Directions for this task. Pictures aside, each entry has to be returned exactly as it stands.

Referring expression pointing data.
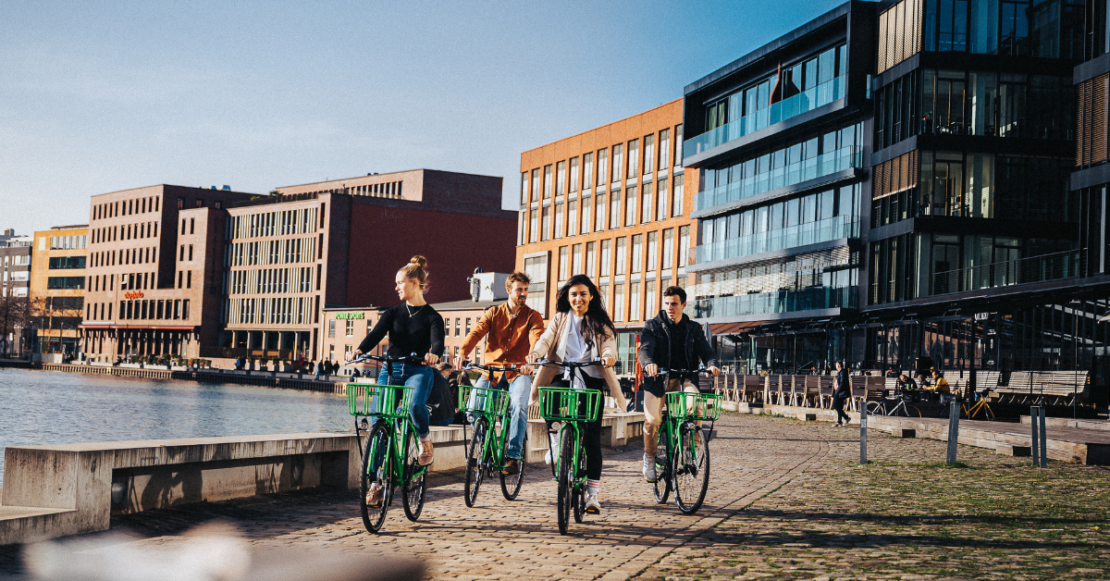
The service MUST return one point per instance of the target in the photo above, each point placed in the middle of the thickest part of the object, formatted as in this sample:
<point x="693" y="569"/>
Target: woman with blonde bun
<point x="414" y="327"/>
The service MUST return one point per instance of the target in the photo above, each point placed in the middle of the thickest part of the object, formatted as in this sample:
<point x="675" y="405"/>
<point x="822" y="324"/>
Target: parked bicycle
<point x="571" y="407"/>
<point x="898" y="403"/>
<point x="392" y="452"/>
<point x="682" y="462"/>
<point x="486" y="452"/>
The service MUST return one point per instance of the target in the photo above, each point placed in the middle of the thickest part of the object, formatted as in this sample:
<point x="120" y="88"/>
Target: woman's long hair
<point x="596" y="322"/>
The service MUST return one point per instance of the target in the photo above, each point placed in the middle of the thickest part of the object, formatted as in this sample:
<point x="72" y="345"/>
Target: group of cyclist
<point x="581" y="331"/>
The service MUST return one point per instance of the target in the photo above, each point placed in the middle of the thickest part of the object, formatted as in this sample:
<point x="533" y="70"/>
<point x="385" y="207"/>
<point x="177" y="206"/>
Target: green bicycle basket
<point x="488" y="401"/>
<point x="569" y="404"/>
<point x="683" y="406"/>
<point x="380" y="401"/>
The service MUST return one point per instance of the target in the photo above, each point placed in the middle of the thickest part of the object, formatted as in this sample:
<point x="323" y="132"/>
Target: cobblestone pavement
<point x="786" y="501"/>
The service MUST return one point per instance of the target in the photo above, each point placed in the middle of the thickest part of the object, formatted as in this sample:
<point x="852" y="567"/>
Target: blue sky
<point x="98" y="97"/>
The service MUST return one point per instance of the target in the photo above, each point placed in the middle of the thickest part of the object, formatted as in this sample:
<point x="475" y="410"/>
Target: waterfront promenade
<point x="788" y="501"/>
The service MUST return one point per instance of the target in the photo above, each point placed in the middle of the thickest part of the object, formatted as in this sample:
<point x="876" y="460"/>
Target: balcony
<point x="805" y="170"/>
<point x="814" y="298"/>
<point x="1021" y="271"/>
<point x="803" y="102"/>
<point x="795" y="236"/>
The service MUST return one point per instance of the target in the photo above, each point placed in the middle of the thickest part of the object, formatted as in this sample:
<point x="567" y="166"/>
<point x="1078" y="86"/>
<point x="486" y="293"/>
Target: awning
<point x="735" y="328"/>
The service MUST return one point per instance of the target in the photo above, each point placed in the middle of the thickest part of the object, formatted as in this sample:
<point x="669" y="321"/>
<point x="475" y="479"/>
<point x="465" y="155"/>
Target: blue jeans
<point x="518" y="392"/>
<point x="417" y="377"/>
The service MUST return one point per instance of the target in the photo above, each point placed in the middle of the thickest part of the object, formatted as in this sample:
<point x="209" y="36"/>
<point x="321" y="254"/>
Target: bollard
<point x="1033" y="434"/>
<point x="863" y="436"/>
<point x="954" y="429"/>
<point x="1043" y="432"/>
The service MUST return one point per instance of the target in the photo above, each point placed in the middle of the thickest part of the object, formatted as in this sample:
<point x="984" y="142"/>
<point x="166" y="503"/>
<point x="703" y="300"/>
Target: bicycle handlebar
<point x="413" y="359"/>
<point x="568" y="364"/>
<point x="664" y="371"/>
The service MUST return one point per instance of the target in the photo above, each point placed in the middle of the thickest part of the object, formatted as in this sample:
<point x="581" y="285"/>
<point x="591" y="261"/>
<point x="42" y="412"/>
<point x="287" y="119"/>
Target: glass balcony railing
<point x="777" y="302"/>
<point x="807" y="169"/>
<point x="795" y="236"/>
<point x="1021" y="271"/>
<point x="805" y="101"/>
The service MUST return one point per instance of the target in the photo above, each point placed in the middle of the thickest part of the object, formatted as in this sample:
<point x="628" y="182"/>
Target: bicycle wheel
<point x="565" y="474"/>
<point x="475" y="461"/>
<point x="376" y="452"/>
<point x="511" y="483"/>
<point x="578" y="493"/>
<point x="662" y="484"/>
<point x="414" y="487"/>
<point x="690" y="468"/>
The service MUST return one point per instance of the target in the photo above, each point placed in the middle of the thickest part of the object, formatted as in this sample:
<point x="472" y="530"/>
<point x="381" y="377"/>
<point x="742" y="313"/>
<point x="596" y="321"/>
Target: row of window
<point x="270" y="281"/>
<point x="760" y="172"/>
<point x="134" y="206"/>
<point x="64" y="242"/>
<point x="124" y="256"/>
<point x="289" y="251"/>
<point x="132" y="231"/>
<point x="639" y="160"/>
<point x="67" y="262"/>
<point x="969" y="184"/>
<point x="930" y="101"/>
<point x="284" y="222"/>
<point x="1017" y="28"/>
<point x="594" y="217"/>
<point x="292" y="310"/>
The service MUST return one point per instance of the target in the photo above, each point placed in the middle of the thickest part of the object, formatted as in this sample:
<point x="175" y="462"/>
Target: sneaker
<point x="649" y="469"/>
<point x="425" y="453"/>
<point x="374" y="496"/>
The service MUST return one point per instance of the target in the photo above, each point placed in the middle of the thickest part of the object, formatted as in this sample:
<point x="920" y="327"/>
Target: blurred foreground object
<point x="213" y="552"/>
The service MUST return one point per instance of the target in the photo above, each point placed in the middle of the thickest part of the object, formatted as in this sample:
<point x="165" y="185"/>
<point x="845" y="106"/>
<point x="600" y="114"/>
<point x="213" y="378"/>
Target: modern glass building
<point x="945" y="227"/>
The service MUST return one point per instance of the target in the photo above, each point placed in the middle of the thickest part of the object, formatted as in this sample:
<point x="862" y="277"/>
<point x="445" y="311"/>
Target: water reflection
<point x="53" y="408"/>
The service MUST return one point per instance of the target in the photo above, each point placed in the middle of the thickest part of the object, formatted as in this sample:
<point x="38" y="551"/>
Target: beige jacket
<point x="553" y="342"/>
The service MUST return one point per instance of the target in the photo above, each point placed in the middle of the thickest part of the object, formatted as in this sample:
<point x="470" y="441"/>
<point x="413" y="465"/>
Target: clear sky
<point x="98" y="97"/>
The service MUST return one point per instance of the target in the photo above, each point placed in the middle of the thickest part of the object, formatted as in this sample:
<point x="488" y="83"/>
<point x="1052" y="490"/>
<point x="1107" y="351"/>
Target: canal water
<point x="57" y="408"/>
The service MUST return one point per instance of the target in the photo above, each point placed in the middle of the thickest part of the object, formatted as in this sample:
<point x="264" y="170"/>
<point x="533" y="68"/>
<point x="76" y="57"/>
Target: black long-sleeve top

Problem solution.
The service MUST return one point per instance of the target in the photo above, each point placed in the middle of the thickest part of the object, formatted as in this sample:
<point x="693" y="569"/>
Target: woman with blonde bun
<point x="414" y="327"/>
The service MUST return one point per instance of the target in the photo above, each point placed in the middle of the thickest part of the object, formatted as in this sample:
<point x="675" y="405"/>
<point x="822" y="324"/>
Target: parked bicycle
<point x="571" y="407"/>
<point x="898" y="403"/>
<point x="392" y="452"/>
<point x="682" y="462"/>
<point x="486" y="452"/>
The service MUST return one point per instance of the target in the photo above, each point placed in the middle of the thickest part of the object, formatted as in this sample:
<point x="120" y="88"/>
Target: woman's long hair
<point x="596" y="322"/>
The service MUST return one point per instance of the target in the photo above, each point placed in the middle of the thickest part of the object, formatted as in this sample:
<point x="72" y="345"/>
Target: group of cyclist
<point x="581" y="331"/>
The service MUST return one point per instance of the target in the photo above, each point placed in the middle of the thickest part of the object, formatted as in this sample:
<point x="533" y="70"/>
<point x="385" y="207"/>
<point x="177" y="206"/>
Target: green bicycle basket
<point x="488" y="401"/>
<point x="569" y="404"/>
<point x="683" y="406"/>
<point x="380" y="401"/>
The service MUST return one point per instance of the target in the photo above, each point placed in the middle of the thickest part of the object, formatted as in this sample:
<point x="323" y="132"/>
Target: cobblestone pavement
<point x="786" y="501"/>
The service MUST return one point per instance of the target in the photo above, each point placed in the middle of the thickest part of the object, formatted as in this sample:
<point x="852" y="567"/>
Target: blue sky
<point x="98" y="97"/>
The service MUST return one point per instance of the target in the photo above, each point placed in the middle of the thickest part of the object, formatted as in this sample:
<point x="475" y="410"/>
Target: waterfront promenade
<point x="788" y="501"/>
The service MUST return one point per instance of the target in the photo above, each point placed in the middle of the thickest part of the object, formatted as in this sample:
<point x="876" y="460"/>
Target: balcony
<point x="805" y="170"/>
<point x="814" y="298"/>
<point x="1021" y="271"/>
<point x="803" y="102"/>
<point x="795" y="236"/>
The service MUST return one point per instance of the target in the photo above, each point placed in the middle of the thickest part of the object, formatted as in this sample:
<point x="567" y="166"/>
<point x="1078" y="86"/>
<point x="486" y="293"/>
Target: awning
<point x="735" y="328"/>
The service MUST return one point per instance of the target in the photo above, each point placed in the middle of the thickest part of the object, formatted as in this sample:
<point x="669" y="321"/>
<point x="475" y="479"/>
<point x="465" y="155"/>
Target: blue jeans
<point x="518" y="392"/>
<point x="417" y="377"/>
The service MUST return one point per instance of the target in the photo above, each point placed in the middle of the thickest part of the object, formatted as in this sample:
<point x="209" y="36"/>
<point x="321" y="254"/>
Target: bollard
<point x="1033" y="434"/>
<point x="863" y="436"/>
<point x="954" y="429"/>
<point x="1043" y="432"/>
The service MUST return one point per instance of the target in the photo above, each point placed in the middle of the thickest part of the object, formatted as in this sample:
<point x="984" y="142"/>
<point x="166" y="503"/>
<point x="703" y="300"/>
Target: bicycle handlebar
<point x="413" y="359"/>
<point x="568" y="364"/>
<point x="664" y="371"/>
The service MUST return one point per instance of the target in the photo above, each point placed in the middle of the thickest part of the object, formatted as in this sample:
<point x="581" y="285"/>
<point x="591" y="261"/>
<point x="42" y="412"/>
<point x="287" y="119"/>
Target: glass balcony railing
<point x="777" y="302"/>
<point x="807" y="169"/>
<point x="795" y="236"/>
<point x="1021" y="271"/>
<point x="805" y="101"/>
The service MUST return one point per instance of the target in the photo above, each point placed in the middle of the thickest part of the object, formatted as in this sample:
<point x="628" y="182"/>
Target: bicycle wheel
<point x="565" y="474"/>
<point x="475" y="461"/>
<point x="376" y="452"/>
<point x="511" y="483"/>
<point x="578" y="493"/>
<point x="662" y="484"/>
<point x="414" y="487"/>
<point x="690" y="468"/>
The service MUST return one point per instance of the target in the photo above, each point placed in the middle of the thickest part of the object, formatted as in this sample:
<point x="472" y="530"/>
<point x="381" y="377"/>
<point x="742" y="313"/>
<point x="596" y="321"/>
Target: row of window
<point x="270" y="281"/>
<point x="760" y="172"/>
<point x="134" y="206"/>
<point x="64" y="242"/>
<point x="124" y="256"/>
<point x="289" y="251"/>
<point x="132" y="231"/>
<point x="639" y="160"/>
<point x="67" y="262"/>
<point x="969" y="184"/>
<point x="930" y="101"/>
<point x="284" y="222"/>
<point x="1017" y="28"/>
<point x="594" y="217"/>
<point x="292" y="310"/>
The service MUST return one point per instance of the target in the photo above, each point placed in the middle of the thickest part of the object, formatted as in this sample:
<point x="175" y="462"/>
Target: sneaker
<point x="649" y="469"/>
<point x="425" y="453"/>
<point x="374" y="496"/>
The service MUST return one point per instance of the target in the photo above, each point placed in the middle of the thickest part of the object, formatted as in this sample:
<point x="920" y="327"/>
Target: blurred foreground object
<point x="213" y="552"/>
The service MUST return one point per instance of the target in the photo above, each point placed in the middle of the thickest part of the object, formatted as in this sample:
<point x="165" y="185"/>
<point x="845" y="106"/>
<point x="600" y="114"/>
<point x="213" y="378"/>
Target: modern glass building
<point x="945" y="227"/>
The service MUST return one point per instance of the target in the photo above, each point placed in the middle of the thickest part of the object, formatted as in this sample:
<point x="862" y="277"/>
<point x="445" y="311"/>
Target: water reflection
<point x="53" y="408"/>
The service MUST return one point per instance of the target in the photo above, each point placed in the middle of the thickest part of the object, formatted as in this sample:
<point x="38" y="551"/>
Target: beige jacket
<point x="553" y="342"/>
The service MUST return one point per instance of the target in the photo above, each point placed in the middle of the thickest part of the object, formatted as in this sample:
<point x="470" y="441"/>
<point x="413" y="465"/>
Target: clear sky
<point x="98" y="97"/>
The service MUST return one point per instance of the target in the photo above, each point placed in the middle of the thickest part of the object, formatted as in this sample:
<point x="488" y="83"/>
<point x="1052" y="490"/>
<point x="1107" y="351"/>
Target: canal water
<point x="57" y="408"/>
The service MUST return one point per instance of the target in the photo above, each point placed in the middle of the thickest part of the object, formatted as in this sample:
<point x="264" y="170"/>
<point x="533" y="68"/>
<point x="76" y="57"/>
Target: black long-sleeve top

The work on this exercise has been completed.